◆ 题目详情: 找出下列记录中含有词语“Give”的每一行，并将这些行逐一照录。

◆ 所给记录:

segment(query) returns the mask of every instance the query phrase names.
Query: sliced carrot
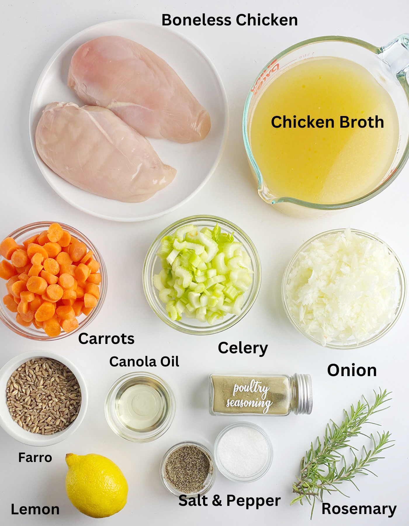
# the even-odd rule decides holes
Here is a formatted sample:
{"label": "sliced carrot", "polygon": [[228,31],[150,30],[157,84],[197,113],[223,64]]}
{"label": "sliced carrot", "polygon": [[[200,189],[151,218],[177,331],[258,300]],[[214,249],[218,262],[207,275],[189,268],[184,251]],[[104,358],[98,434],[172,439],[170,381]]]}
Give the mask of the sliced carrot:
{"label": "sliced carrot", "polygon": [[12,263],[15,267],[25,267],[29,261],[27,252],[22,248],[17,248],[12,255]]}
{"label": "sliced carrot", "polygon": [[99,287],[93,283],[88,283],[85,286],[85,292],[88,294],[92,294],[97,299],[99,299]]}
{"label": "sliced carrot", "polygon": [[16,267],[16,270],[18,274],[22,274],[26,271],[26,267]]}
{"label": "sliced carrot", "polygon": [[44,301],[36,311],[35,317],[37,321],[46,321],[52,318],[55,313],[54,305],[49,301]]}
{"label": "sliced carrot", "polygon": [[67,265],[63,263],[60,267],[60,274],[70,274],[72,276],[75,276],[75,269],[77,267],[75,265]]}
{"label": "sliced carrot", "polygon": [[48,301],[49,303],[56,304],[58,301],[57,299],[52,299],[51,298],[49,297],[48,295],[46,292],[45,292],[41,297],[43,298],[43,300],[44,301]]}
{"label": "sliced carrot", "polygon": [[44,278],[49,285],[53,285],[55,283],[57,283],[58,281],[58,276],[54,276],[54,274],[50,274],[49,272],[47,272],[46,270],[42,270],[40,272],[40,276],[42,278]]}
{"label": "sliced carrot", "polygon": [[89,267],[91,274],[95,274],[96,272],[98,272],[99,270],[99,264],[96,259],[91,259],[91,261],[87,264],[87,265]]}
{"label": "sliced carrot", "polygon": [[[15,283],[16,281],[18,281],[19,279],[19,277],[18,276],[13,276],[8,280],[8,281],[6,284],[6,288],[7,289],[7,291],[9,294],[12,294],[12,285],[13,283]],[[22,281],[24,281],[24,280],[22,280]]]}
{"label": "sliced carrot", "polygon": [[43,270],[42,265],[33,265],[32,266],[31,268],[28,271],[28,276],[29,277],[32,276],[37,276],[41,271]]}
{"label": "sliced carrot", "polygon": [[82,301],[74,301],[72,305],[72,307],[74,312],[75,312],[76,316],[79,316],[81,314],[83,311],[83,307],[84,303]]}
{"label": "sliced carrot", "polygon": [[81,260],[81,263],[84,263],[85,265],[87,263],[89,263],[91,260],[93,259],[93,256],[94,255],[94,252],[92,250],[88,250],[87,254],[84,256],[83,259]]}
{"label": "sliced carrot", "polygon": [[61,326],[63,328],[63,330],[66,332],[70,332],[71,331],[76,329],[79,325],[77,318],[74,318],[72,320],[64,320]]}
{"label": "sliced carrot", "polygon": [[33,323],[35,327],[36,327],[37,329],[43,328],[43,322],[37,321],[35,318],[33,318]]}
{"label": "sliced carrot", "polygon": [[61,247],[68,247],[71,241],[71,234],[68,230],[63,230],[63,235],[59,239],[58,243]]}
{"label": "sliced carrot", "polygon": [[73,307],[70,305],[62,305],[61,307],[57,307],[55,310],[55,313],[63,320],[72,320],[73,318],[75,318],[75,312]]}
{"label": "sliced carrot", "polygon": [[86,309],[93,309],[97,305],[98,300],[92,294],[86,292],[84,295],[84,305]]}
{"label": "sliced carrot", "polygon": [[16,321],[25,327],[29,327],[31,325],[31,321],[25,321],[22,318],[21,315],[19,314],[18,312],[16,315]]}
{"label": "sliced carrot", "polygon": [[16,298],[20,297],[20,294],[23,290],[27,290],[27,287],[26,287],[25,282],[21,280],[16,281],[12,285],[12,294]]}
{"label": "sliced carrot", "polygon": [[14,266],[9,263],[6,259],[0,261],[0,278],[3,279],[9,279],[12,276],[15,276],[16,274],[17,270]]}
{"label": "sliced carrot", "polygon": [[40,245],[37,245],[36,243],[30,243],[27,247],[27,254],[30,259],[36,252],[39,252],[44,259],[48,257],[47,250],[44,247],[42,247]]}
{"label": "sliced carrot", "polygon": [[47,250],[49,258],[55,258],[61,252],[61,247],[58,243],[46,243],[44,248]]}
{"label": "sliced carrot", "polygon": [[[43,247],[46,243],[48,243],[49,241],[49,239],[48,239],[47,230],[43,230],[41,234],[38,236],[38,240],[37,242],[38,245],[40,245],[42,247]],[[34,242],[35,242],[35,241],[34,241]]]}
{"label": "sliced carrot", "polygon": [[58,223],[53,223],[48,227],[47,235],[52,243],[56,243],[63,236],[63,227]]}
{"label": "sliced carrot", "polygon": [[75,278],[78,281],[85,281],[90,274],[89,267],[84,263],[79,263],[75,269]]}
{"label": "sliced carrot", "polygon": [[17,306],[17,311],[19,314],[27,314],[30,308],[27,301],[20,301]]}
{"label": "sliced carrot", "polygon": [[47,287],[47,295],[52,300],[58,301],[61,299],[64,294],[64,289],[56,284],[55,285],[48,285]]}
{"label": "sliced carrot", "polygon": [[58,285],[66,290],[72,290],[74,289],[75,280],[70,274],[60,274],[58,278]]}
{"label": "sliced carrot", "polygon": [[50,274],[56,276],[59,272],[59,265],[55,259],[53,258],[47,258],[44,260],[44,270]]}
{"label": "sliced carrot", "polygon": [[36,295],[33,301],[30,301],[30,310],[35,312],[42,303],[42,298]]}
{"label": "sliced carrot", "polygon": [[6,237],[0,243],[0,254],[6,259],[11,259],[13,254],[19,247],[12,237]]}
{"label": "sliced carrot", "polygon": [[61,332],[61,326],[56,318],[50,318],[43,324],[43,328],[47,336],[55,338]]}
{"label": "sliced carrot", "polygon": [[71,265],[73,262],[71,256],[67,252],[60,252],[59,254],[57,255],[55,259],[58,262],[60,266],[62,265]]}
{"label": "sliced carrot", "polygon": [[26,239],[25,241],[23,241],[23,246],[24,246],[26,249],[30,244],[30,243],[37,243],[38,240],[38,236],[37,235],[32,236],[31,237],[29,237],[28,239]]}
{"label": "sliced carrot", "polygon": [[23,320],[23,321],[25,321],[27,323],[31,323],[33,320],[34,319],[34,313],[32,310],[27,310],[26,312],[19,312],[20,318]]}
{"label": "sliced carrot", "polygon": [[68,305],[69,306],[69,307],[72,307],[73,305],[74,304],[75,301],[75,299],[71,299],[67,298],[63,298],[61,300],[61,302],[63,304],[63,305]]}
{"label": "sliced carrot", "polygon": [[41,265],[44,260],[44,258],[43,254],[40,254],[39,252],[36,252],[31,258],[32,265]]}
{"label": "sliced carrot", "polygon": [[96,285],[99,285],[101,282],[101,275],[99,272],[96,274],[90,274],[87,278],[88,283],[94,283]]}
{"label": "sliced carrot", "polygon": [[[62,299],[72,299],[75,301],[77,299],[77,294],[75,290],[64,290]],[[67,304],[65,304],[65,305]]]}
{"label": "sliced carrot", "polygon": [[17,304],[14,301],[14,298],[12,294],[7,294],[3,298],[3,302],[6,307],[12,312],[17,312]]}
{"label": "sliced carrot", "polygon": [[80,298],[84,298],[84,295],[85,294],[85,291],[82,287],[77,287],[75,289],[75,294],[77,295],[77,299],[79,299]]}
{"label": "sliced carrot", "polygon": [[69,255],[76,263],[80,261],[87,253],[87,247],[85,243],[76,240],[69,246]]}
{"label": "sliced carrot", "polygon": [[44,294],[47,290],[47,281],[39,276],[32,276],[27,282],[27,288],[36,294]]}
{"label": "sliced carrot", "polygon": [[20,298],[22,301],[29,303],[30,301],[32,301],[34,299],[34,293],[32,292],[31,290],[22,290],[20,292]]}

* * *

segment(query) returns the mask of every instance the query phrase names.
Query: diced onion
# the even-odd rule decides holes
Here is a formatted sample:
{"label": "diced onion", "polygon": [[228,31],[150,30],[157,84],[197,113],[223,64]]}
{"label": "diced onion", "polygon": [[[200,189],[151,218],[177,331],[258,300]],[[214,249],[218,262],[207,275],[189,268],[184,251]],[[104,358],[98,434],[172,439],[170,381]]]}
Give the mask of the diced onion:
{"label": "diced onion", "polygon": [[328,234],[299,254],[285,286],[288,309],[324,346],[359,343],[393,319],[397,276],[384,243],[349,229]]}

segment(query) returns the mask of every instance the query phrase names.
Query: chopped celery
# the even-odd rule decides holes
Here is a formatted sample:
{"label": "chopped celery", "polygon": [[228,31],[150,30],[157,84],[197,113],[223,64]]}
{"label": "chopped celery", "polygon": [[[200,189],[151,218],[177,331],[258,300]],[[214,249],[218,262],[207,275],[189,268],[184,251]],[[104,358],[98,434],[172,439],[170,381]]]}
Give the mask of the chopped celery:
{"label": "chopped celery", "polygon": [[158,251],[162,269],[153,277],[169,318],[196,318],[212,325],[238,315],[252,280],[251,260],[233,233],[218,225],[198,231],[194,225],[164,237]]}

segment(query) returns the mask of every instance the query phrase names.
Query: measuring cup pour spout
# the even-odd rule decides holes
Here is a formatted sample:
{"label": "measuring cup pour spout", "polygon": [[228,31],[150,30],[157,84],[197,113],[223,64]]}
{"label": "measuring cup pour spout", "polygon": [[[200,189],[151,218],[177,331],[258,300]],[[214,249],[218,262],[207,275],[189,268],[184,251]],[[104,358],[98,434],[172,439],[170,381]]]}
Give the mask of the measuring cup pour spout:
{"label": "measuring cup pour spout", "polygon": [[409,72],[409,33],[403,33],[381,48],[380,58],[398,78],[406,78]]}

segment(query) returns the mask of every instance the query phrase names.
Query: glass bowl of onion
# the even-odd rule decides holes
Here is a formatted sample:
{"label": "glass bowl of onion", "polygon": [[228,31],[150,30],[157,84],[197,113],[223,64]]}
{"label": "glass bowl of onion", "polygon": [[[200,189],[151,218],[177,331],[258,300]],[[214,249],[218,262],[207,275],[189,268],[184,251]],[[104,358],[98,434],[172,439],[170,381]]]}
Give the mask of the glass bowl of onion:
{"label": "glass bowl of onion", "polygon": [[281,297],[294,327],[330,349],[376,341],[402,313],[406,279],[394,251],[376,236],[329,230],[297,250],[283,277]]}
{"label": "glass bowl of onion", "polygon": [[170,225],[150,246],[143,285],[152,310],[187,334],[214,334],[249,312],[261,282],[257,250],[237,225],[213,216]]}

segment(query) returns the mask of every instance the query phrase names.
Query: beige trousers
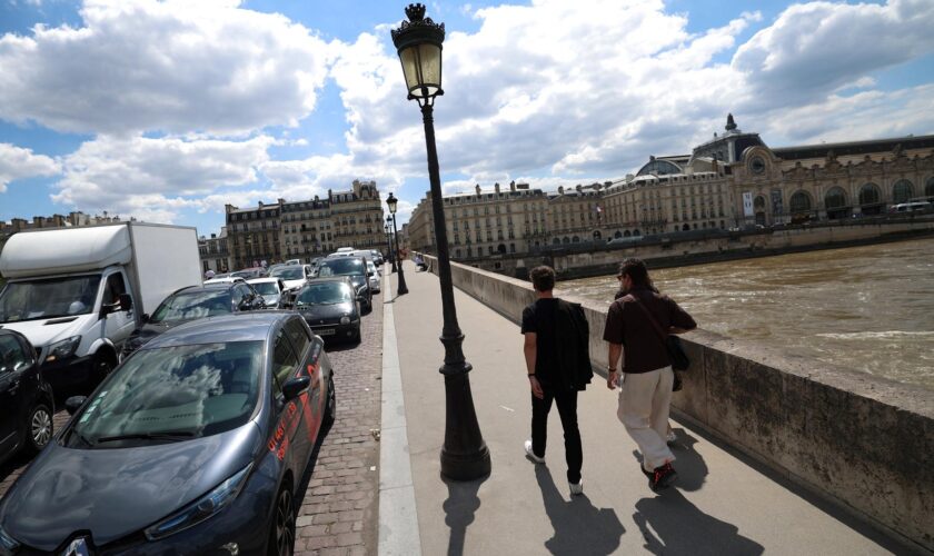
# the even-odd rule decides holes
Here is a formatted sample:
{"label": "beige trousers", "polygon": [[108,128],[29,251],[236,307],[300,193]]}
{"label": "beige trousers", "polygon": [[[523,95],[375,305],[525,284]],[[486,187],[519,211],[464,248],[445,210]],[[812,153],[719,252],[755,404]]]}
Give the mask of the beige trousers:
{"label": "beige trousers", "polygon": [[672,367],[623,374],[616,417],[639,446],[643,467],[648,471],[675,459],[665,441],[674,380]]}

◆ 练习答案:
Give the mask of the sliced carrot:
Give the mask of the diced onion:
Give the mask of the chopped celery:
Give the mask of the measuring cup pour spout:
Give the mask of the glass bowl of onion:
Give the mask of the beige trousers:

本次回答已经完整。